Friday 3/4/2005 ~ Donovan, "Barabajagal,"
Hey, I just noticed that today's
date is 3/4/5!
Sorry I missed last week's email.
I was driving to a guitar show in Spartanburg, SC. It's 9 hours
straight south. (And we still weren't even close to Florida...
Man, this is a big country!) My first thought was "Spartanburg,"
what a funny name for a city! What's up with "Spartan?"
Then I remembered the name of our city... Hmmmmm
Anyway, Leo was along for the ride and he brought
a CD called "Donovan's Greatest Hits." Donovan was
a Scottish folk/psychedelic singer from the 60s. Although I hadn't
thought about Donovan in years, he did have some cool songs...
The biggest USA hit was probably "Atlantis (Way Down Below
The Ocean)"... But there was also "Sunshine Superman"
and "Mellow Yellow" which, of course, contained the
mention of "electrical banana".... This was later shortened
and used as the name of a famous Pittsburgh punk club, The Electric
My all-time favorite Donovan
song is "Barabajagal" featuring Jeff Beck on guitar.
(Other players: Ron Wood on bass and Nicky Hopkins on piano).

GOAL OF THE EXERCISE: According to the text about Donovan, who plays guitar on the writer's favorite Donovan song?

[Contour annotation records]
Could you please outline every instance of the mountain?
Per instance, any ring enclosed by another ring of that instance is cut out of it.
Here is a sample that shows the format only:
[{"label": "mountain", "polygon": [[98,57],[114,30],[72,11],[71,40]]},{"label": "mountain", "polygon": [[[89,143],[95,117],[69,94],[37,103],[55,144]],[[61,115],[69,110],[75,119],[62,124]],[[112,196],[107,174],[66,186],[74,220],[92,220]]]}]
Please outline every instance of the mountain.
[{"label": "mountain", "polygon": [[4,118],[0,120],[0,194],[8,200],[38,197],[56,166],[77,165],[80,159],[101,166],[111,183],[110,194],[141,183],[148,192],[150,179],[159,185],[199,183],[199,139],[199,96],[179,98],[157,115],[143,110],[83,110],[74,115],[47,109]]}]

WORKED SOLUTION: Jeff Beck plays guitar on "Barabajagal."